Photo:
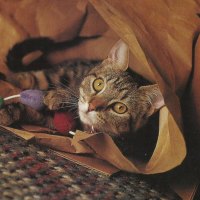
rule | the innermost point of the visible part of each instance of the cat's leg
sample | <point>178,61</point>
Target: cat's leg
<point>17,112</point>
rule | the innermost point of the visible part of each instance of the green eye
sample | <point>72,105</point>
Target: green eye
<point>120,108</point>
<point>98,84</point>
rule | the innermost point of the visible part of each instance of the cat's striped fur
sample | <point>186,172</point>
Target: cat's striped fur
<point>72,84</point>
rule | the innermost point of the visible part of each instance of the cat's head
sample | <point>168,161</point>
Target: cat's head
<point>111,101</point>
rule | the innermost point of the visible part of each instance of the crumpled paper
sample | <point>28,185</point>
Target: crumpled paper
<point>161,38</point>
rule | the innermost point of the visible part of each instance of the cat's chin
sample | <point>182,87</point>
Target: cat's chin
<point>87,118</point>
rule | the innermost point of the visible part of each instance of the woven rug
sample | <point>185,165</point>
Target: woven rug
<point>28,172</point>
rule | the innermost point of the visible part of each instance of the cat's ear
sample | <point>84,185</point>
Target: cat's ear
<point>154,97</point>
<point>120,55</point>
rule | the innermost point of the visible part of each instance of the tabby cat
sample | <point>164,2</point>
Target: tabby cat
<point>108,96</point>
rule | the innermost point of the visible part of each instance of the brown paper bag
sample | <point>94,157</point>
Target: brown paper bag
<point>162,52</point>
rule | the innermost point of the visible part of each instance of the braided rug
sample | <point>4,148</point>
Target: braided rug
<point>28,172</point>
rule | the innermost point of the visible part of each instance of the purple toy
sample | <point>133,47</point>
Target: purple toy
<point>32,98</point>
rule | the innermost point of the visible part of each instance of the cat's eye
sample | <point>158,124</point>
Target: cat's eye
<point>98,84</point>
<point>119,108</point>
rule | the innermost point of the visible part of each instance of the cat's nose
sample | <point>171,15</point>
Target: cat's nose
<point>96,104</point>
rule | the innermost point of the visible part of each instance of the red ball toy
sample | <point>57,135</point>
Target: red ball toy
<point>63,122</point>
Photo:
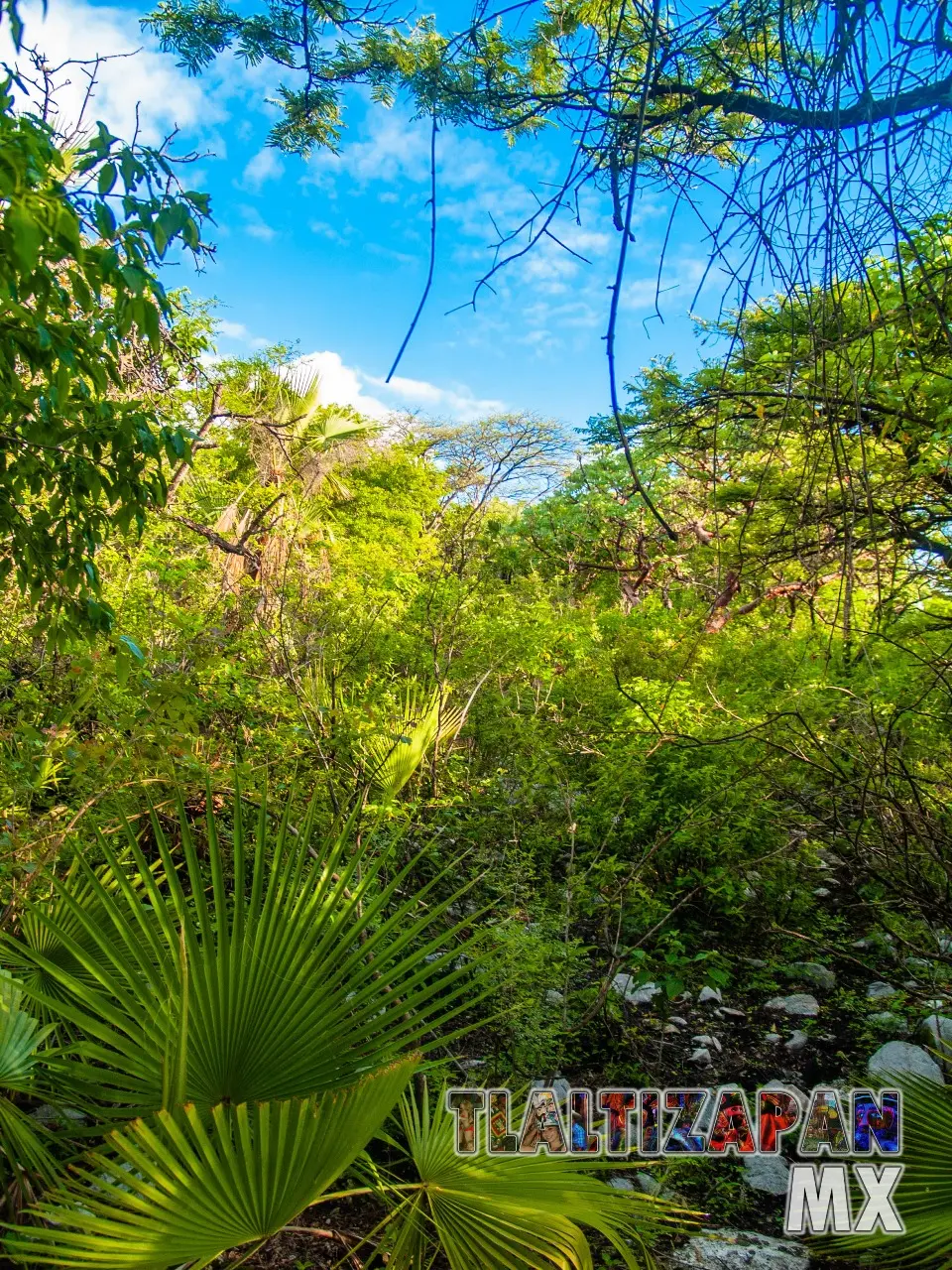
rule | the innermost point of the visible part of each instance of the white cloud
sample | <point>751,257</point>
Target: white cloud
<point>371,395</point>
<point>324,230</point>
<point>148,82</point>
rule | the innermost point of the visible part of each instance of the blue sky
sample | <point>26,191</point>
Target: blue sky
<point>330,254</point>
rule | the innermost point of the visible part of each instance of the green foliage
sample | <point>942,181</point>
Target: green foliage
<point>924,1192</point>
<point>508,1211</point>
<point>85,321</point>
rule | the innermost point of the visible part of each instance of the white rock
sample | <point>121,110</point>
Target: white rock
<point>798,1005</point>
<point>879,991</point>
<point>815,974</point>
<point>900,1057</point>
<point>740,1250</point>
<point>797,1042</point>
<point>787,1088</point>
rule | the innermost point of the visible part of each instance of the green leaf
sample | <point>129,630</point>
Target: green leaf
<point>188,1188</point>
<point>107,178</point>
<point>26,234</point>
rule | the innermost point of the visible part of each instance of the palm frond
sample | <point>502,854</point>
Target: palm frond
<point>23,1143</point>
<point>394,757</point>
<point>511,1211</point>
<point>182,1188</point>
<point>298,970</point>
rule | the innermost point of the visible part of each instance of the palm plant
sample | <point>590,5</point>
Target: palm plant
<point>240,1020</point>
<point>24,1148</point>
<point>259,1029</point>
<point>507,1211</point>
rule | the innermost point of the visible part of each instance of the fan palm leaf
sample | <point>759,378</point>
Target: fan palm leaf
<point>182,1188</point>
<point>23,1143</point>
<point>394,758</point>
<point>511,1211</point>
<point>299,969</point>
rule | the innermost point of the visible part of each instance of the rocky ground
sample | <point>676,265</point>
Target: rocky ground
<point>794,1026</point>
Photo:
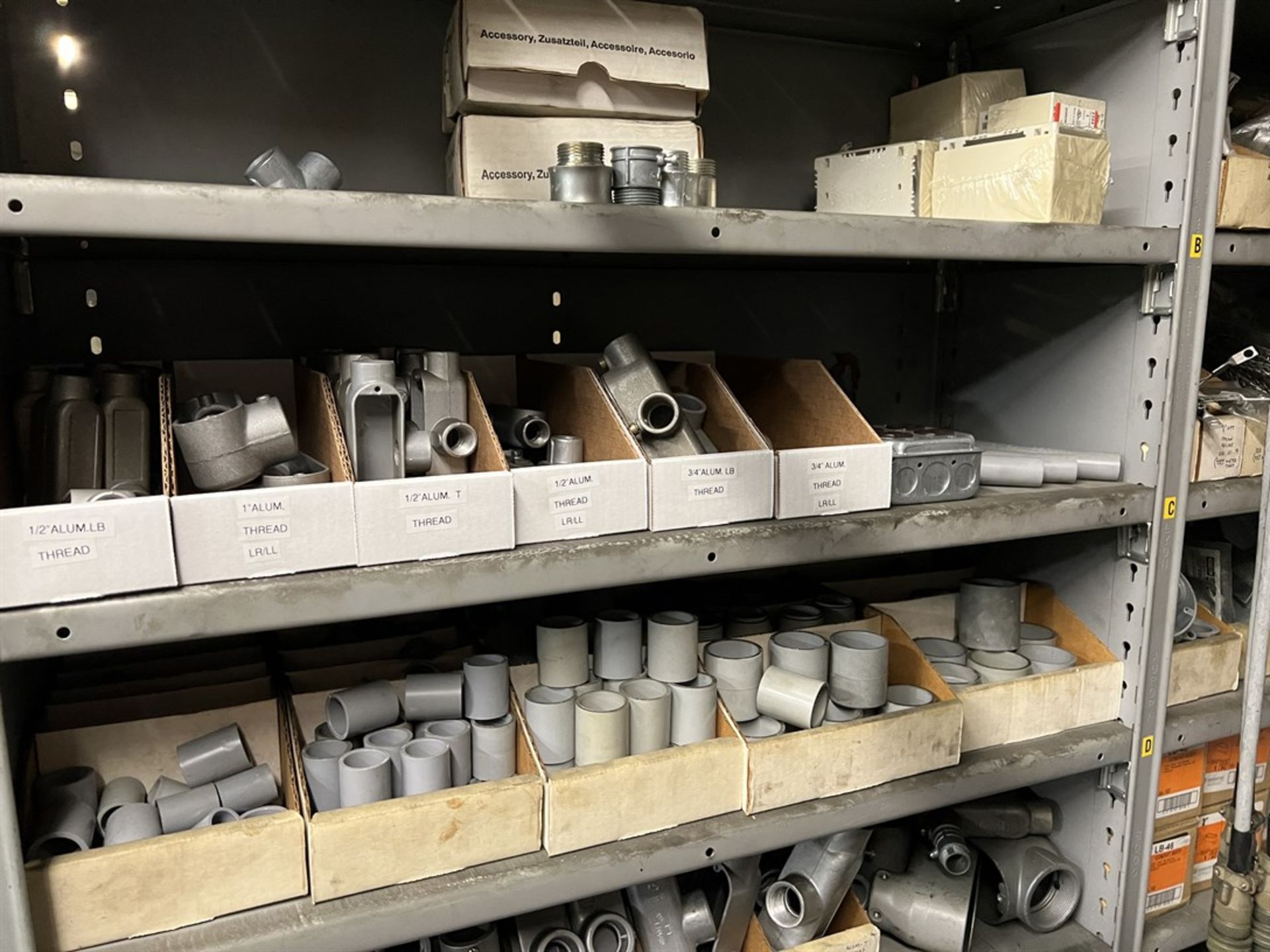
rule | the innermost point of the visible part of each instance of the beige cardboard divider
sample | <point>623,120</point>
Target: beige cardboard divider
<point>361,848</point>
<point>181,879</point>
<point>840,758</point>
<point>586,807</point>
<point>436,517</point>
<point>828,459</point>
<point>1039,705</point>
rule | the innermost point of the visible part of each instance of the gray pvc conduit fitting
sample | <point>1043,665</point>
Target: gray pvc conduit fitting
<point>365,777</point>
<point>694,711</point>
<point>458,735</point>
<point>814,881</point>
<point>361,710</point>
<point>494,748</point>
<point>562,651</point>
<point>425,766</point>
<point>181,811</point>
<point>619,645</point>
<point>737,668</point>
<point>793,698</point>
<point>390,740</point>
<point>435,697</point>
<point>601,728</point>
<point>672,648</point>
<point>650,714</point>
<point>550,717</point>
<point>321,771</point>
<point>487,687</point>
<point>987,614</point>
<point>800,651</point>
<point>131,822</point>
<point>859,666</point>
<point>117,793</point>
<point>1027,880</point>
<point>214,756</point>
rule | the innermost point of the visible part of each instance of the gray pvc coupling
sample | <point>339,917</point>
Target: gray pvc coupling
<point>562,651</point>
<point>435,697</point>
<point>361,710</point>
<point>988,614</point>
<point>859,666</point>
<point>487,687</point>
<point>321,771</point>
<point>214,756</point>
<point>365,777</point>
<point>672,647</point>
<point>650,715</point>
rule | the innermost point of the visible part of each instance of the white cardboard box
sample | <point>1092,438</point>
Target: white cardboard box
<point>433,517</point>
<point>574,58</point>
<point>828,459</point>
<point>252,534</point>
<point>508,157</point>
<point>892,179</point>
<point>603,495</point>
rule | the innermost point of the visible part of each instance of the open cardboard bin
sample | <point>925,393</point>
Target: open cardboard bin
<point>586,807</point>
<point>1039,705</point>
<point>828,459</point>
<point>247,534</point>
<point>433,517</point>
<point>179,879</point>
<point>361,848</point>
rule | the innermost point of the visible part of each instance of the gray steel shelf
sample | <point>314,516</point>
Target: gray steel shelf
<point>347,594</point>
<point>512,887</point>
<point>121,208</point>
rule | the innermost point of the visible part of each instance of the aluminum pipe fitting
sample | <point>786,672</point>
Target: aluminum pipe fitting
<point>601,728</point>
<point>793,698</point>
<point>987,614</point>
<point>487,687</point>
<point>214,756</point>
<point>800,651</point>
<point>581,175</point>
<point>650,703</point>
<point>859,666</point>
<point>550,716</point>
<point>321,771</point>
<point>228,444</point>
<point>1027,880</point>
<point>813,883</point>
<point>737,666</point>
<point>562,651</point>
<point>356,711</point>
<point>672,648</point>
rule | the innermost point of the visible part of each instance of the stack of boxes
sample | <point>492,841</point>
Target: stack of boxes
<point>977,146</point>
<point>521,78</point>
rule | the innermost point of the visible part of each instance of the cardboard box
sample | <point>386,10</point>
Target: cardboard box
<point>574,58</point>
<point>1244,194</point>
<point>309,527</point>
<point>841,758</point>
<point>361,848</point>
<point>952,107</point>
<point>1071,113</point>
<point>605,494</point>
<point>154,885</point>
<point>435,517</point>
<point>828,459</point>
<point>892,179</point>
<point>508,157</point>
<point>586,807</point>
<point>733,485</point>
<point>1034,175</point>
<point>1037,706</point>
<point>1181,785</point>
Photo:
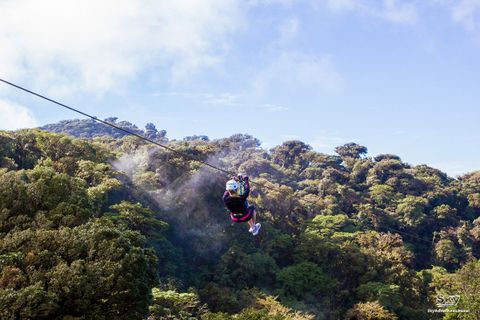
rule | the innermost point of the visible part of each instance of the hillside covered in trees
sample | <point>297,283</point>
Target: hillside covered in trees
<point>114,228</point>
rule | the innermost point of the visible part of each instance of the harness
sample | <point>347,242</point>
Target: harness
<point>241,191</point>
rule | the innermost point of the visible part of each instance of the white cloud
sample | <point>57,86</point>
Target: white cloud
<point>274,108</point>
<point>96,46</point>
<point>14,116</point>
<point>288,29</point>
<point>395,11</point>
<point>293,71</point>
<point>467,13</point>
<point>212,98</point>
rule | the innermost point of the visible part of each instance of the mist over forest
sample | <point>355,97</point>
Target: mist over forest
<point>96,224</point>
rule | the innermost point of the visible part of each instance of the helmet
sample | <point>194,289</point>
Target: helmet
<point>231,185</point>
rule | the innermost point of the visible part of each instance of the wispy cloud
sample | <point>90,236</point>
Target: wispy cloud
<point>288,29</point>
<point>15,116</point>
<point>212,98</point>
<point>96,46</point>
<point>293,71</point>
<point>467,13</point>
<point>274,107</point>
<point>401,12</point>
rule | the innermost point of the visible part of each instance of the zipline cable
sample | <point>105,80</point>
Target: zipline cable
<point>182,154</point>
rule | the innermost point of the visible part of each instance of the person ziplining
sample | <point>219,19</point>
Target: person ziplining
<point>235,199</point>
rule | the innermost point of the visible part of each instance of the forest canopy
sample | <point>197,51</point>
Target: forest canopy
<point>96,225</point>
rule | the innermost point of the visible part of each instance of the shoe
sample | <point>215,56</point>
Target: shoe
<point>256,228</point>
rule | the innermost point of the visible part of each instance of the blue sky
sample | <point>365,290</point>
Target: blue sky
<point>399,77</point>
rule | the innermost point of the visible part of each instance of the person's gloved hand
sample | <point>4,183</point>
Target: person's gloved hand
<point>242,176</point>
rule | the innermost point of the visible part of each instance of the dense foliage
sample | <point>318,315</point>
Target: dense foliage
<point>113,227</point>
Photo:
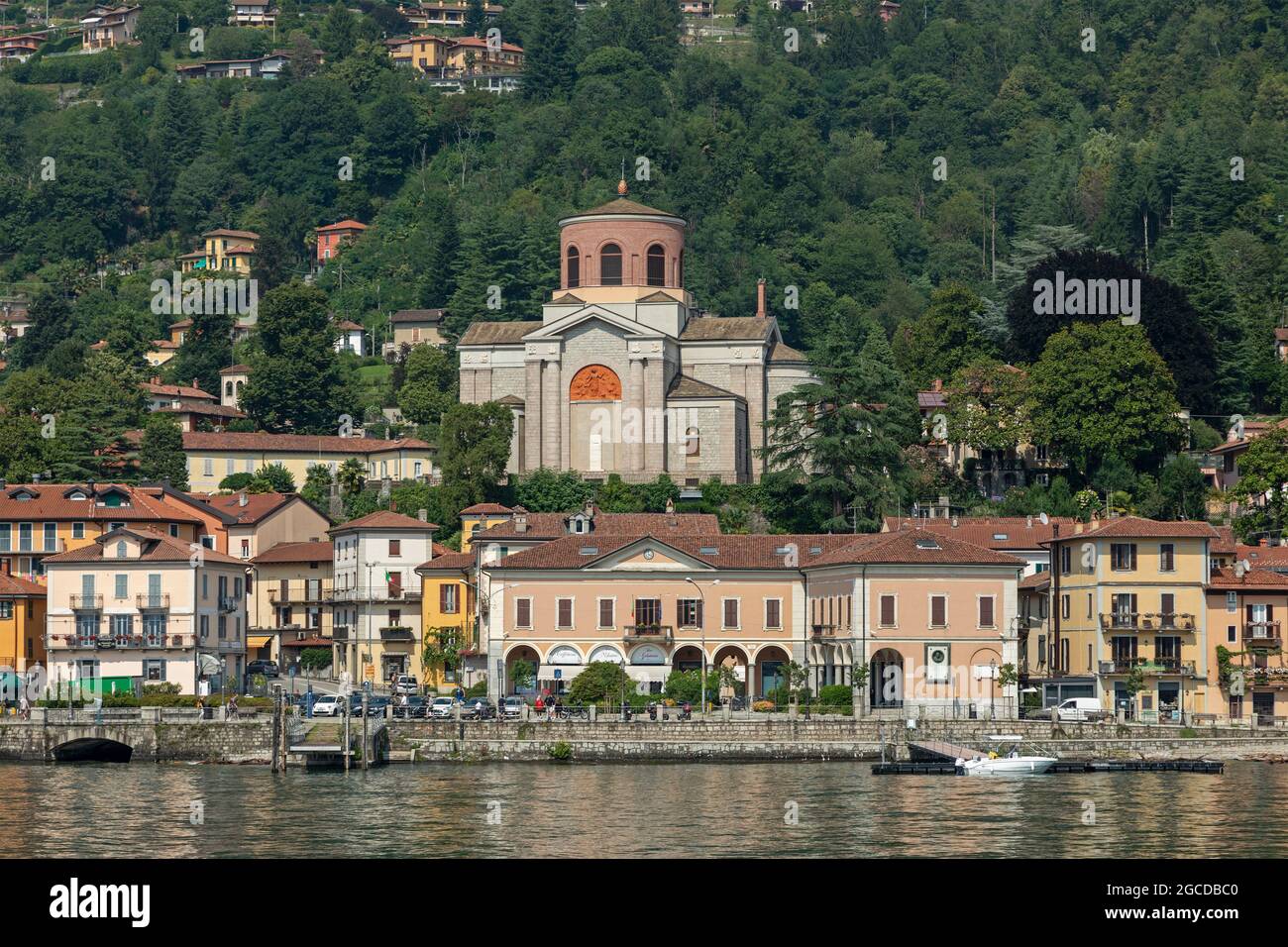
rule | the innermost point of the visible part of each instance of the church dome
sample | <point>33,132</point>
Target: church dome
<point>621,244</point>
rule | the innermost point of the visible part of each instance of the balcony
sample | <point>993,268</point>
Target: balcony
<point>1158,667</point>
<point>657,634</point>
<point>1262,634</point>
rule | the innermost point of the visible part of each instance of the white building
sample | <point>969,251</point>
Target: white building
<point>376,596</point>
<point>138,605</point>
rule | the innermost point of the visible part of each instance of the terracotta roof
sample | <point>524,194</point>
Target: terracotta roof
<point>1131,527</point>
<point>915,547</point>
<point>497,333</point>
<point>384,519</point>
<point>417,316</point>
<point>684,386</point>
<point>1225,579</point>
<point>292,444</point>
<point>485,508</point>
<point>176,390</point>
<point>455,562</point>
<point>728,329</point>
<point>51,504</point>
<point>782,352</point>
<point>991,532</point>
<point>722,551</point>
<point>205,410</point>
<point>340,224</point>
<point>621,206</point>
<point>296,552</point>
<point>12,586</point>
<point>258,505</point>
<point>158,548</point>
<point>548,526</point>
<point>248,235</point>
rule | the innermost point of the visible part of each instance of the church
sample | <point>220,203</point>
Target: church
<point>623,373</point>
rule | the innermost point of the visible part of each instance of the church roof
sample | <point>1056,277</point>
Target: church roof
<point>622,208</point>
<point>728,329</point>
<point>782,352</point>
<point>686,386</point>
<point>497,333</point>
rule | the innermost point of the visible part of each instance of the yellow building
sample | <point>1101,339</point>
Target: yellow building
<point>215,455</point>
<point>40,519</point>
<point>22,622</point>
<point>447,612</point>
<point>1129,607</point>
<point>223,249</point>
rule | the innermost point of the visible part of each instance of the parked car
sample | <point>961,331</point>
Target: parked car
<point>441,707</point>
<point>327,705</point>
<point>1081,709</point>
<point>478,709</point>
<point>413,707</point>
<point>404,684</point>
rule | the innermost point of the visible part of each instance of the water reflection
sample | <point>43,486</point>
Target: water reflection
<point>631,810</point>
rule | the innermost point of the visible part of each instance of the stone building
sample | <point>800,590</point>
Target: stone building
<point>623,373</point>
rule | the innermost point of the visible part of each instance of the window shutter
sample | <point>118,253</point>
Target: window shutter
<point>888,609</point>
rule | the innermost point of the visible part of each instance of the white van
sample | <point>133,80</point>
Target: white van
<point>1081,709</point>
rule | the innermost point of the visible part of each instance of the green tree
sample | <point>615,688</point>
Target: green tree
<point>1102,389</point>
<point>429,384</point>
<point>296,381</point>
<point>161,455</point>
<point>475,446</point>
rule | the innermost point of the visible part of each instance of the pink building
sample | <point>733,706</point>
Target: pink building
<point>932,617</point>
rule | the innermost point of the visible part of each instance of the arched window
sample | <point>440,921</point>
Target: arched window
<point>610,265</point>
<point>656,265</point>
<point>574,268</point>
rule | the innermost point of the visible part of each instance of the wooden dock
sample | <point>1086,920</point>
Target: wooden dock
<point>947,768</point>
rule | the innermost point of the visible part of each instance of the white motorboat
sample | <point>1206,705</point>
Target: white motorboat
<point>1006,766</point>
<point>999,763</point>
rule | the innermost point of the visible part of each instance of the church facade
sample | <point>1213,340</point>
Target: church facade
<point>623,373</point>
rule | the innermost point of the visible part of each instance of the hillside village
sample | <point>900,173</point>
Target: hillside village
<point>494,344</point>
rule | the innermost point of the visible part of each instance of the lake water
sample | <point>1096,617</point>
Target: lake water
<point>545,809</point>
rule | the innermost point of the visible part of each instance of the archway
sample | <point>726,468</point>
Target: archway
<point>771,671</point>
<point>885,680</point>
<point>735,659</point>
<point>528,656</point>
<point>593,416</point>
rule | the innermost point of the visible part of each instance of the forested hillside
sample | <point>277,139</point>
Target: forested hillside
<point>893,183</point>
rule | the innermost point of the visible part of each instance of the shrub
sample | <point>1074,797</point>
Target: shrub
<point>836,696</point>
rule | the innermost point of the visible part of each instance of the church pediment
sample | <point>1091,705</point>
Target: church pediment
<point>591,313</point>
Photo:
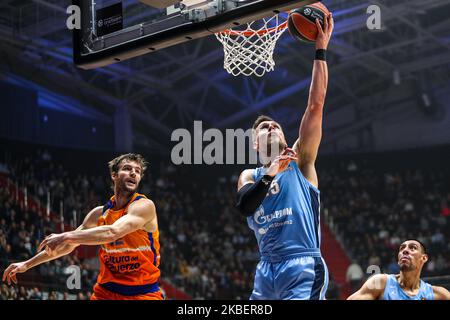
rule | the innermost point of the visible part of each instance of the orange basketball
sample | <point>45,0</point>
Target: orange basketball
<point>302,21</point>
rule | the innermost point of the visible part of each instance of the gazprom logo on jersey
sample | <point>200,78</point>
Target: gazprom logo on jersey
<point>260,218</point>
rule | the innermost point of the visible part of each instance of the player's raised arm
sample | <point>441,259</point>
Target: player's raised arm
<point>10,273</point>
<point>441,293</point>
<point>310,132</point>
<point>140,214</point>
<point>372,289</point>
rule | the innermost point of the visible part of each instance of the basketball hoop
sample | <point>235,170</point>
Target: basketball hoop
<point>249,51</point>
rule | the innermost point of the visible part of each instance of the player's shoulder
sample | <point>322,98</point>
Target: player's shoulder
<point>440,293</point>
<point>378,281</point>
<point>248,172</point>
<point>92,217</point>
<point>143,203</point>
<point>246,176</point>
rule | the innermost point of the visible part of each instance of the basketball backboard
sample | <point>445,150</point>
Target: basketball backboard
<point>113,30</point>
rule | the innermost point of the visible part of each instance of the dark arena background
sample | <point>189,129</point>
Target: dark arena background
<point>383,164</point>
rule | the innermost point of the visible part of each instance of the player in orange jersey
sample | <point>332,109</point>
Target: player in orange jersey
<point>127,230</point>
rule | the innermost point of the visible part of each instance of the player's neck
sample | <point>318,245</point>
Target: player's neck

EXERCISE BRIEF:
Switch "motorboat" to "speedboat" in the stretch of the records from the line that contains "the white van" through the line that contains "<point>545,809</point>", and return only those lines with everything else unchanged.

TASK OUTPUT:
rule | the innermost point of the visible part of each instance of the white van
sample | <point>133,80</point>
Target: white van
<point>1081,709</point>
rule | the innermost point of the visible part of each instance of the green tree
sample | <point>615,688</point>
Target: green tree
<point>1102,389</point>
<point>429,384</point>
<point>296,381</point>
<point>161,455</point>
<point>475,446</point>
rule | the innermost point of the visible part of each instance of the pink building
sample | <point>733,706</point>
Target: pink building
<point>932,617</point>
rule | the innermost point of the visible part of each instance of the arched window
sample | <point>440,921</point>
Target: arched window
<point>610,265</point>
<point>656,265</point>
<point>574,268</point>
rule | the innermost point of the visible part of each instance of the wooden dock
sample | <point>1086,920</point>
Target: wooden dock
<point>947,768</point>
rule | the innermost point of the visible part of each instance of the white speedboat
sample | <point>1206,705</point>
Target: white speedboat
<point>1006,766</point>
<point>999,763</point>
rule | the innermost point of the visible part of each instance of the church facade
sample | <point>1213,340</point>
Target: church facade
<point>623,373</point>
rule | the innermost point of the visible part of each instance of the hillside village
sample | <point>900,173</point>
Target: hillside village
<point>494,344</point>
rule | the innermost point of the visible part of each instance of the lake water
sample | <point>1096,617</point>
Target: lake water
<point>545,809</point>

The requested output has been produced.